**PASSAGE**
# Komodo Combined Digital Thermometer and Hygrometer



## manni (Nov 26, 2010)

Hi everyone just got myself Komodo Combined Digital Thermometer and Hygrometer not quite sure about it thou ..... I was looking for a unit with two probes so i could check temps from hot to cold spot and an alarm.

Just sussed out if you set your high temp probe alarm to go off at a certain temp and your low temp probe to do the same ( i may have this wrong) unless you are viewing the correct probe at the time the temps drift out the alarm wont go off ???

For example: if you checked your temp at the cold end and left this unit on that probe...... and your ceramic stopped working at the hot end No alarm would sound to alert you.

Like I said I might be wrong plus instructions are pants any thoughts ???


----------



## tomcannon (Jan 2, 2008)

**DATA**
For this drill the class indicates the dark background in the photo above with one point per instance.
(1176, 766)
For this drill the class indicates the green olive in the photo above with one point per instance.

**TASKS TO COMPLETE**
1. Decide whether each statement agrees with the thermometer thread, answering yes or no and quoting the deciding words: (a) manni wanted a unit with two probes; (b) manni found the instructions clear; (c) in manni's example, the ceramic stops working at the cold end.
2. Please carry on the thermometer thread from the point where it stops.
The listing is separate material from the thermometer thread.

**RESPONSE LIST**
1.
(a) Yes: "I was looking for a unit with two probes so i could check temps from hot to cold spot and an alarm."
(b) No: "instructions are pants"
(c) No: "your ceramic stopped working at the hot end"

2.
manni said:


> Hi everyone just got myself Komodo Combined Digital Thermometer and Hygrometer not quite sure about it thou ..... I was looking for a unit with two probes so i could check temps from hot to cold spot and an alarm.
> 
> Just sussed out if you set your high temp probe alarm to go off at a certain temp and your low temp probe to do the same ( i may have this wrong) unless you are viewing the correct probe at the time the temps drift out the alarm wont go off ???
> 
> ...


I can't help but if you're right that's :censor:!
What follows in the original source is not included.